DIRECTIONS –
(A) In the DBHC package documentation, which criterion do the heuristics use to search for the optimal number of HMM states and clusters?
(B) Shorten the paragraph beginning "Description: Provides an implementation" in the DBHC package documentation into a brief list that keeps its main facts.
(C) Carry on the DBHC package documentation from the point where it stops.

TEXT BLOCK –
------------------------------------

Package 'DBHC'

Title: Sequence Clustering with Discrete-Output HMMs
Description: Provides an implementation of a mixture of hidden Markov models (HMMs) for discrete sequence data in the Discrete Bayesian HMM Clustering (DBHC) algorithm. The DBHC algorithm is an HMM Clustering algorithm that finds a mixture of discrete-output HMMs while using heuristics based on Bayesian Information Criterion (BIC) to search for the optimal number of HMM states and the optimal number of clusters.
Authors: Gabriel Budel [aut, cre], Flavius Frasincar [aut]
Maintainer: Gabriel Budel <[email protected]>
License: GPL (>= 3)
Version: 0.0.3
Built: 2025-03-08 04:01:24 UTC
Source: https://github.com/gabybudel/dbhc

Help Index


Cluster Assignment

Description

Assign sequences to cluster models that give the highest sequence-to-hmm likelihood. Used in hmm.clust.

Usage

assign.clusters(partition, memberships, sequences, smoothing = 1e-04)

Arguments

partition

A list object with the partition, a mixture of HMMs. Each element in the list is an hmm object (see build_hmm).

memberships

A matrix with cluster memberships for each sequence.

sequences

An stslist object (see seqdef) of sequences with discrete observations.

smoothing

Smoothing parameter for absolute discounting in smooth.probabilities.

Value

The updated matrix with cluster memberships for each sequence.

------------------------------------

DATA PROVIDED –
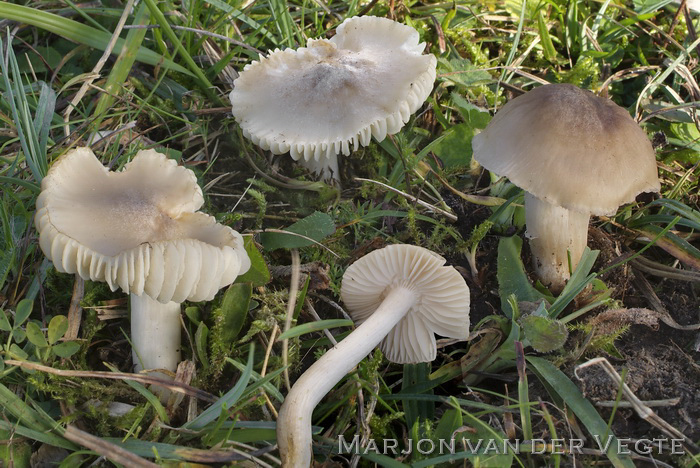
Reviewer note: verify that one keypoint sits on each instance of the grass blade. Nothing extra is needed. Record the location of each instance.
(568, 392)
(226, 401)
(80, 33)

------------------------------------

ANSWERS FOR THIS EXERCISE –
(A) Bayesian Information Criterion (BIC).

(B)
- Implements a mixture of hidden Markov models (HMMs) for discrete sequence data in the Discrete Bayesian HMM Clustering (DBHC) algorithm.
- DBHC is an HMM clustering algorithm that finds a mixture of discrete-output HMMs.
- It searches for the optimal number of HMM states and clusters with heuristics based on the Bayesian Information Criterion (BIC).

(C)
See Also

Used in main function for the DBHC algorithm hmm.clust.


HMM BIC

Description

Compute the BIC of a single HMM given a threshold epsilon for counting parameters. Auxiliary function used in size.search.

Usage

cluster.bic(hmm, eps = 0.001)

Arguments

hmm

An hmm object (see build_hmm).

eps

A threshold epsilon for counting parameters.

Value

The BIC of hmm.

See Also

Used in size.search.


Count HMM Parameters

Description

Count the number of parameters in an HMM larger than a small number epsilon. Auxiliary function used in partition.bic and cluster.bic.

Usage

count.parameters(hmm, eps = 0.001)

Arguments

hmm

An hmm object (see build_hmm).

eps

A threshold epsilon for counting parameters.

Value

The number of parameters larger than eps.

See Also

Used in partition.bic and cluster.bic.


Heatmap Emission Probabilities

Description

Plots a heatmap of an HMM's emission probabilities.

Usage

emission.heatmap(emission, base_size = 10)

Arguments

emission

A matrix with emission probabilities (see also build_hmm).

base_size

Numerical, a size parameter for the plots made using ggplot2 (see theme), default = 10.

See Also

See hmm.clust for an example.


DBHC Algorithm

Description

Implementation of the DBHC algorithm, an HMM clustering algorithm that finds a mixture of discrete-output HMMs. The algorithm uses heuristics based on BIC to search for the optimal number of hidden states in each HMM and the optimal number of clusters.

Usage

hmm.clust(
  sequences,
  id = NULL,
  smoothing = 1e-04,
  eps = 0.001,
  init.size = 2,
  alphabet = NULL,
  K.max = NULL,
  log_space = FALSE,
  print = FALSE,
  seed.size = 3
)

Arguments

sequences

An stslist object (see seqdef) of sequences with discrete observations or a data.frame.

id

A vector with ids that identify the sequences in sequences.

smoothing

Smoothing parameter for absolute discounting in smooth.probabilities.

eps

A threshold epsilon for counting parameters in count.parameters.

init.size

The number of HMM states in an initial HMM.

alphabet

The alphabet of output labels, if not provided alphabet is taken from stslist object (see seqdef).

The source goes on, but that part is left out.